What is being asked: Where the records below show a line containing "Give the mask", start copying; end with the line containing "# inside = enclosed", and copy it too.

[Stored items]

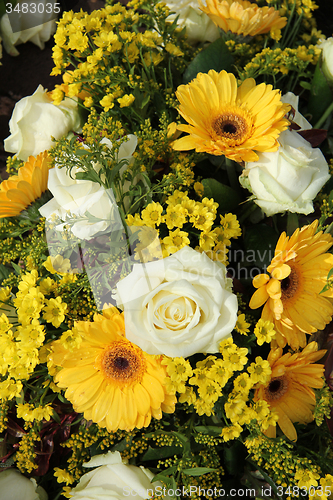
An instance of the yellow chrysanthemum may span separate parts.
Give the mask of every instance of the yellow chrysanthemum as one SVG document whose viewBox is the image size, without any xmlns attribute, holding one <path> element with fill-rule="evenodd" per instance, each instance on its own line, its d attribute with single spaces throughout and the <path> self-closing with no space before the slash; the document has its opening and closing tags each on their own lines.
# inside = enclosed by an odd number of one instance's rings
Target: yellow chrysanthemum
<svg viewBox="0 0 333 500">
<path fill-rule="evenodd" d="M 274 7 L 258 7 L 246 0 L 199 0 L 200 9 L 224 32 L 255 36 L 284 28 L 286 17 Z"/>
<path fill-rule="evenodd" d="M 250 307 L 263 304 L 261 318 L 274 323 L 274 339 L 280 347 L 306 345 L 306 333 L 322 330 L 333 316 L 333 290 L 321 293 L 333 267 L 333 255 L 325 253 L 333 244 L 330 234 L 316 229 L 318 221 L 297 229 L 289 238 L 282 233 L 268 274 L 253 279 L 257 288 Z"/>
<path fill-rule="evenodd" d="M 172 413 L 176 398 L 166 390 L 166 367 L 161 356 L 151 356 L 125 338 L 122 314 L 96 315 L 93 322 L 79 321 L 82 336 L 77 349 L 53 344 L 51 361 L 62 367 L 55 377 L 74 410 L 87 420 L 130 431 L 149 425 L 151 417 Z"/>
<path fill-rule="evenodd" d="M 326 351 L 317 351 L 316 342 L 311 342 L 300 353 L 288 352 L 282 356 L 282 349 L 273 349 L 268 355 L 272 374 L 266 384 L 260 385 L 254 400 L 265 400 L 278 416 L 278 425 L 292 441 L 297 433 L 293 422 L 307 424 L 313 420 L 316 397 L 312 388 L 323 386 L 324 365 L 315 364 Z M 266 431 L 275 437 L 276 428 L 270 426 Z"/>
<path fill-rule="evenodd" d="M 247 78 L 237 87 L 232 73 L 210 70 L 199 73 L 176 92 L 179 113 L 189 125 L 178 129 L 189 135 L 173 143 L 177 151 L 195 149 L 225 155 L 235 161 L 257 161 L 255 151 L 278 149 L 277 138 L 289 124 L 284 115 L 289 104 L 281 102 L 272 85 L 256 85 Z"/>
<path fill-rule="evenodd" d="M 0 184 L 0 218 L 20 214 L 47 190 L 49 165 L 47 151 L 36 158 L 30 156 L 18 175 Z"/>
</svg>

Response box:
Give the mask of every instance of the yellow chrysanthemum as one SVG document whose viewBox is the image size, without any xmlns attribute, holding one <path> element with fill-rule="evenodd" per instance, each instance on its own line, its d attribute with single spaces throughout and the <path> self-closing with no space before the slash; the document has its opening and closing tags each on their own lines.
# inside = enclosed by an odd number of one instance's rings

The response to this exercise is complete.